* _Task to complete_:
Reproduce the records below exactly as given.

* _Excerpted data_:
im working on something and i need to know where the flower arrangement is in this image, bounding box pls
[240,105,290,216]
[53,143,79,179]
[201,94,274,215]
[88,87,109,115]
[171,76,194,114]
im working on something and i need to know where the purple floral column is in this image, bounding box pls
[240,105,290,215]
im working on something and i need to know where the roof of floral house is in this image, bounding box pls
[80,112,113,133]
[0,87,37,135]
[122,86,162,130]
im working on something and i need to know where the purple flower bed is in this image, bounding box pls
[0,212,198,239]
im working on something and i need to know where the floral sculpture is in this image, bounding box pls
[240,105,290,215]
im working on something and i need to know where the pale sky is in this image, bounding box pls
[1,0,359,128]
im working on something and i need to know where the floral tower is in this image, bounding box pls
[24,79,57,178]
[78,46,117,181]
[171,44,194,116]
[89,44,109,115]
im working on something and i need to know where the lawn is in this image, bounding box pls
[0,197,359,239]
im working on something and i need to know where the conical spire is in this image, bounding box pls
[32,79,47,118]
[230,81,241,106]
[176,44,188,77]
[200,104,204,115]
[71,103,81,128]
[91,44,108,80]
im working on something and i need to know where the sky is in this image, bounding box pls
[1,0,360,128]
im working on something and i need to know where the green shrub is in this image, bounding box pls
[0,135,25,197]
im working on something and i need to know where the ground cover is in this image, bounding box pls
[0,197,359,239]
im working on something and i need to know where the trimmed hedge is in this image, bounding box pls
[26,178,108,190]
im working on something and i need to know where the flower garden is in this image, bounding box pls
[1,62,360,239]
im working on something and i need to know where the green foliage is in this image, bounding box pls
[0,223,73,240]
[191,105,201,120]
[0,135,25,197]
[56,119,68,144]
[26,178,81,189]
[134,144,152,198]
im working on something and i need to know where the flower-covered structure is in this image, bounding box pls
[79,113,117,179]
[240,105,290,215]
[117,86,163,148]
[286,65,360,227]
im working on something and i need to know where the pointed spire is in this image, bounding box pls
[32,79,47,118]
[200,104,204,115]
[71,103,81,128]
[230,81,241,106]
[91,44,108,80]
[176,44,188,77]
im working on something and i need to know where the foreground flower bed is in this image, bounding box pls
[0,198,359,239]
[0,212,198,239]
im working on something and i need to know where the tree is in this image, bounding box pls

* _Answer for the task_:
im working on something and i need to know where the flower arrangement is in this image, bounding box pls
[240,105,290,216]
[53,143,79,179]
[201,94,274,215]
[88,87,109,115]
[171,76,194,114]
im working on something and i need to know where the purple floral column is in this image, bounding box pls
[240,105,290,215]
im working on something and i need to know where the roof of floral house is in this image, bounding box pls
[80,112,113,133]
[0,87,37,135]
[122,86,162,130]
im working on something and i need to know where the purple flower bed is in this image, bounding box pls
[0,212,198,239]
im working on something and i need to know where the floral sculpture is in this image, bounding box pls
[240,105,290,215]
im working on something and i need to know where the pale sky is in this image, bounding box pls
[1,0,359,128]
im working on something and i need to know where the floral tower is in this image, bounding box pls
[24,79,57,178]
[78,46,117,181]
[171,44,194,116]
[89,44,109,115]
im working on something and i need to know where the lawn is in this image, bounding box pls
[0,197,359,239]
im working on something and i need to know where the conical spire is in this image, bounding box pls
[32,79,47,118]
[230,81,241,106]
[176,44,188,77]
[200,104,204,115]
[71,103,81,128]
[91,44,108,80]
im working on something and i need to know where the sky is in this image, bounding box pls
[1,0,360,128]
im working on something and i need to know where the green shrub is in this image, bounding box pls
[0,135,25,197]
im working on something and i need to know where the ground cover is in this image, bounding box pls
[0,197,359,239]
im working on something and i need to know where the trimmed hedge is in this image, bounding box pls
[26,178,108,190]
im working on something and i need to know where the flower garden is in this image, bounding box pls
[1,62,360,239]
im working on something and i need to know where the green foliage is in this image, bounding box pls
[0,223,73,240]
[191,105,201,120]
[0,135,25,197]
[56,119,68,144]
[26,178,81,189]
[134,144,152,198]
im working on something and i need to know where the flower-covered structure is in this image, bounding box pls
[79,113,117,179]
[240,105,290,215]
[117,86,163,148]
[286,65,360,227]
im working on something and i need to know where the pointed spire is in this image, bounding box pls
[32,79,47,118]
[200,104,204,115]
[71,103,81,128]
[230,81,241,106]
[91,44,108,80]
[176,44,188,77]
im working on something and i need to know where the foreground flower bed is in this image, bounding box pls
[0,198,359,239]
[0,212,198,239]
im working on something and i need to know where the tree is in this image, bounding box pls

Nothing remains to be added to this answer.